◆ What to do ◆
Copy out every line of the entries below that contains the word "gray", matching its case exactly.

◆ Listed records ◆
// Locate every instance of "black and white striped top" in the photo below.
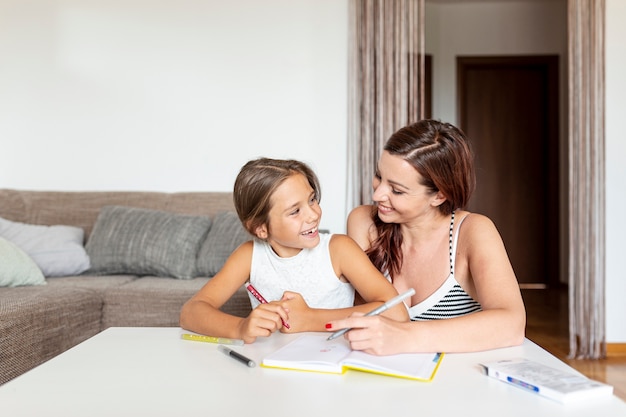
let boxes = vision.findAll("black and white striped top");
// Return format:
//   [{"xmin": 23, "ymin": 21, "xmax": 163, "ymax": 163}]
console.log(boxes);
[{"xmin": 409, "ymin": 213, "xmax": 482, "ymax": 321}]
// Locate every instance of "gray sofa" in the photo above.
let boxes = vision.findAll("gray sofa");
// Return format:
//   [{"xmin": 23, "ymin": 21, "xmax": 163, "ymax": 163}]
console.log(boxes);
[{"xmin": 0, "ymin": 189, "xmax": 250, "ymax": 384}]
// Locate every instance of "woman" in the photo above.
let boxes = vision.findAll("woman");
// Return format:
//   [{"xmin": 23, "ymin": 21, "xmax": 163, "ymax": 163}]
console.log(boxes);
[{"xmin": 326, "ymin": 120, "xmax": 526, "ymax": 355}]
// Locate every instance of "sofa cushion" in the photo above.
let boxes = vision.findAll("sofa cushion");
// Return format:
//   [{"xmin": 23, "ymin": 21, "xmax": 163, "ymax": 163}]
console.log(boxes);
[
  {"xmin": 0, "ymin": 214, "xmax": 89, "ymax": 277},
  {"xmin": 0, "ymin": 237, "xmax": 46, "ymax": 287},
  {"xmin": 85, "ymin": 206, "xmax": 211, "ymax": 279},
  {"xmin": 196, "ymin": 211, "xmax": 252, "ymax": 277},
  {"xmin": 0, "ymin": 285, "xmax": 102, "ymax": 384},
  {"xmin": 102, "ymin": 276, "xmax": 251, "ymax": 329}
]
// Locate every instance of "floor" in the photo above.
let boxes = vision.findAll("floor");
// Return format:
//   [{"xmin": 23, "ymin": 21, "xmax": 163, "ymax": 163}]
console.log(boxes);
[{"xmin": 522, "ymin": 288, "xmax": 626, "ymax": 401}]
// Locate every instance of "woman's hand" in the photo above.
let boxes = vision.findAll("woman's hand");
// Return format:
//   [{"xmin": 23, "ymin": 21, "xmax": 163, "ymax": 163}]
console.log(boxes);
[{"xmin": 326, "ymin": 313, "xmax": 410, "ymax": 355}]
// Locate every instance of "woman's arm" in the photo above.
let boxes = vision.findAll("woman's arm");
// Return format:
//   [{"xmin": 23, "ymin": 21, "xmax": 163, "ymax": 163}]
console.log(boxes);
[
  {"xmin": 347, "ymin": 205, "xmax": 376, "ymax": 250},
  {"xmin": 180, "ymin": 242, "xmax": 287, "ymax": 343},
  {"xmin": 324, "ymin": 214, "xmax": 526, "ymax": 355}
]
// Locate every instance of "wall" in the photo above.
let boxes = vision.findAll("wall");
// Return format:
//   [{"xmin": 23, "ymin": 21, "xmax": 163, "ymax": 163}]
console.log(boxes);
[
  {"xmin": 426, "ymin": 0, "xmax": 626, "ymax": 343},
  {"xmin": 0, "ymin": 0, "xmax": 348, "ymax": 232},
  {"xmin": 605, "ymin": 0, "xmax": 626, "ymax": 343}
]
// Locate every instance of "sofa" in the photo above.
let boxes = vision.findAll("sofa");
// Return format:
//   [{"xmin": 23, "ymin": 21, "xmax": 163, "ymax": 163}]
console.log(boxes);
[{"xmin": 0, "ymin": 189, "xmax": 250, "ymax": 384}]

◆ Answer to this exercise ◆
// Locate every instance of "gray sofa" in the photo above.
let boxes = vision.findAll("gray sofa");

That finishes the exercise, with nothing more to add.